◆ Provided information ◆
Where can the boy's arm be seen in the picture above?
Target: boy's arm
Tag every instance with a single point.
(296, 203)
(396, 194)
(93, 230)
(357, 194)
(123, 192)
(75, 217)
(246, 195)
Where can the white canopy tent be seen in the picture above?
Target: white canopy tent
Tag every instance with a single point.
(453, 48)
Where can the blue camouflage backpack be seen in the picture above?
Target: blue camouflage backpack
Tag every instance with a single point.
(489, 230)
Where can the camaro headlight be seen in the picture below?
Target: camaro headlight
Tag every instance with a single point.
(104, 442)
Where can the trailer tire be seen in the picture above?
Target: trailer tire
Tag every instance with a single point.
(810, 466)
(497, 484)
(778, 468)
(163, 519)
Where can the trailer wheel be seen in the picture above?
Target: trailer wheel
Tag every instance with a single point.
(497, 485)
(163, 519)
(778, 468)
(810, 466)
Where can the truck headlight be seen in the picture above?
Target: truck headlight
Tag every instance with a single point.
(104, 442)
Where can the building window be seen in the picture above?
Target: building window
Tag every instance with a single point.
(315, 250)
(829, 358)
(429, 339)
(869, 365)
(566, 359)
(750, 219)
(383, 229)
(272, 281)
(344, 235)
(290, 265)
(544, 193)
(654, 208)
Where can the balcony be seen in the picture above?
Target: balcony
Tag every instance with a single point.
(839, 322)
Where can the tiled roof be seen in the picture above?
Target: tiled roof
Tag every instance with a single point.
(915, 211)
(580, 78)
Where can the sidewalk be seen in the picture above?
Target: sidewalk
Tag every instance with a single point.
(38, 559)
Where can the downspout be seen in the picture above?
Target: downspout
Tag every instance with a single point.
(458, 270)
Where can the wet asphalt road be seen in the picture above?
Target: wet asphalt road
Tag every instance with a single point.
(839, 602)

◆ Exercise details ◆
Within this data, count the lines that include the string "roof" and write the number with nothing else.

◆ Response below ◆
2